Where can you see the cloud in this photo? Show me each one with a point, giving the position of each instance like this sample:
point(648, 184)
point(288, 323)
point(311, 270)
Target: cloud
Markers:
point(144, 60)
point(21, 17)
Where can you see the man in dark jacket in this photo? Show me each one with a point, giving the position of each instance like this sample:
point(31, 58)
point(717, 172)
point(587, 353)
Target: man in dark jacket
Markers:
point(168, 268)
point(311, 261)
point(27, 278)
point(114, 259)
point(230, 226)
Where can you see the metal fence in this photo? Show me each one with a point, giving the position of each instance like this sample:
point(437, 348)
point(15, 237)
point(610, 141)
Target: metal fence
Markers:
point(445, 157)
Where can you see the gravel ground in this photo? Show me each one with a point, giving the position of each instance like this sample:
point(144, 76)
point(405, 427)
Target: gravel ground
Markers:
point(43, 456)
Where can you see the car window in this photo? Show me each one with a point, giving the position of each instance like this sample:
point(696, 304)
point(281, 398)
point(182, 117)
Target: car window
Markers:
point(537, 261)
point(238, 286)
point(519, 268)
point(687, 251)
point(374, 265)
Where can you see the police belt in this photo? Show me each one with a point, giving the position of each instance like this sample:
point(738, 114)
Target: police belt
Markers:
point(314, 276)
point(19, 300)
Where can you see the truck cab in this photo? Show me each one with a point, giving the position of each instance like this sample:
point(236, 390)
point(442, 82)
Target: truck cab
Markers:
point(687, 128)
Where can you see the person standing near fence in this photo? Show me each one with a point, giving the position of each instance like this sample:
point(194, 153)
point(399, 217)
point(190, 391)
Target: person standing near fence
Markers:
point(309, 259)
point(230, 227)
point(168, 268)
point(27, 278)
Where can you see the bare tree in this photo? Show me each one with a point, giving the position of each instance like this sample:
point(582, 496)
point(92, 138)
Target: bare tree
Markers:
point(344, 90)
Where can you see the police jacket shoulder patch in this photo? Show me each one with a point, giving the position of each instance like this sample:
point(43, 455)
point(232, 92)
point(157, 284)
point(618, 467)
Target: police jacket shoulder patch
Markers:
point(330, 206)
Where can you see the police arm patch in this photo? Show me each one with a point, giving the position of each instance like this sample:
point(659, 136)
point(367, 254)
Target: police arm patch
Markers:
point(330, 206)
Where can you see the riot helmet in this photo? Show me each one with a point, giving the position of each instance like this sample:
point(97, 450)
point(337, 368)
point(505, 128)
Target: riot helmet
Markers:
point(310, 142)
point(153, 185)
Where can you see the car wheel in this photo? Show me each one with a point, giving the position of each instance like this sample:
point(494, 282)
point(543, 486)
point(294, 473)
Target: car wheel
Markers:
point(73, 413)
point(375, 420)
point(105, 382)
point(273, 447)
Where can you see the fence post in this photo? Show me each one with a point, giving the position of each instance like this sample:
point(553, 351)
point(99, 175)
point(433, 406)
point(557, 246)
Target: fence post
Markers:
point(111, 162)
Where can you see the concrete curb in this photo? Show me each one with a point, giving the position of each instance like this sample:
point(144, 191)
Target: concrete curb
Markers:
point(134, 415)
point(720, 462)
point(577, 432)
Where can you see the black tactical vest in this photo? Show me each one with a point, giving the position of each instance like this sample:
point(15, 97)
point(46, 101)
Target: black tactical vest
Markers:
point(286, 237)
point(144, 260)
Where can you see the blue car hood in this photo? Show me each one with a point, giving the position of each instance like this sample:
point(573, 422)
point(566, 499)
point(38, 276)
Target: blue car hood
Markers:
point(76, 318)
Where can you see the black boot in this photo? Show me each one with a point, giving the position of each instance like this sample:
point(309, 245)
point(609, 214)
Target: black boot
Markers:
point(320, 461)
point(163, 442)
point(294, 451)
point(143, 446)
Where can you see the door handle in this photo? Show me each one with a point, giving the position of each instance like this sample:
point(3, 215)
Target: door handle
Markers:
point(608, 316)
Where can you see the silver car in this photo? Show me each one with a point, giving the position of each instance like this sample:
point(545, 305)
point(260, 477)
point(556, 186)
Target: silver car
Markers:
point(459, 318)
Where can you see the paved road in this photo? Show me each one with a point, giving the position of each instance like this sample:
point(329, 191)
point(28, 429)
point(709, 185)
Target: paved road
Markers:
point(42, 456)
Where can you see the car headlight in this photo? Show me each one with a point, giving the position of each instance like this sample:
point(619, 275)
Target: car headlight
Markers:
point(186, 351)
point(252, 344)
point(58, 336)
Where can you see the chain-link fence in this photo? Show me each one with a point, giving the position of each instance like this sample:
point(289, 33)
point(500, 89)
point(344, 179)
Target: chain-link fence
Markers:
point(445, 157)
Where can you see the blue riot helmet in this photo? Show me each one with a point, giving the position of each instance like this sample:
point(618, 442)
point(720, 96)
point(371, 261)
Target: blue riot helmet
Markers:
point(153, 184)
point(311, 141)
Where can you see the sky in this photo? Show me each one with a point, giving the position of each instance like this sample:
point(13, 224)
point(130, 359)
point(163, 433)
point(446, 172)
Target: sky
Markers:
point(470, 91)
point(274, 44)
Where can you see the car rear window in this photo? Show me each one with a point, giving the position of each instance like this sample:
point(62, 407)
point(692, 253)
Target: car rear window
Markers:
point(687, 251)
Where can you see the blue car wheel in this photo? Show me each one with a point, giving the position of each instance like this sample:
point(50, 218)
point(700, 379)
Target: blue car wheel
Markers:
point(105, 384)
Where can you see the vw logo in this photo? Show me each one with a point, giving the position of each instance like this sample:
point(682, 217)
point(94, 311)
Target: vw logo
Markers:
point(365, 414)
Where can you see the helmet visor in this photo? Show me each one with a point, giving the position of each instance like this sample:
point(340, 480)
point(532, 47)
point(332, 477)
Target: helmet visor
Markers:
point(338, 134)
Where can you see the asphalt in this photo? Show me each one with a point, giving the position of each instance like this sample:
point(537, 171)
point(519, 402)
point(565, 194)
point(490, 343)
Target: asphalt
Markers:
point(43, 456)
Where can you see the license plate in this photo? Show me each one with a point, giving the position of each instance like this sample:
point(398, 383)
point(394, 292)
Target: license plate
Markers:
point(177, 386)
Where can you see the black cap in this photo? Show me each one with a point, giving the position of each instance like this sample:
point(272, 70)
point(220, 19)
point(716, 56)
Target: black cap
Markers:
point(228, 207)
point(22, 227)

→ **THE EXERCISE**: Rescale the part that opens with the line containing "Where can you see the gravel" and closes with the line containing "point(374, 265)", both ends included. Repeat every line in it, multiply each answer coordinate by 0.25 and round it to a whole number with halves going up, and leave all other numbers unchanged.

→ **WRITTEN ANSWER**:
Where can you see the gravel ground in this photo? Show me each one with a point, giving the position of each instance like this sample:
point(144, 76)
point(405, 427)
Target: gravel ground
Markers:
point(11, 114)
Where can you see the car window in this photo? Show me each one with a point, giving the position of each instance like this sample:
point(696, 304)
point(281, 398)
point(182, 117)
Target: car window
Markers:
point(134, 65)
point(60, 72)
point(130, 67)
point(172, 63)
point(94, 66)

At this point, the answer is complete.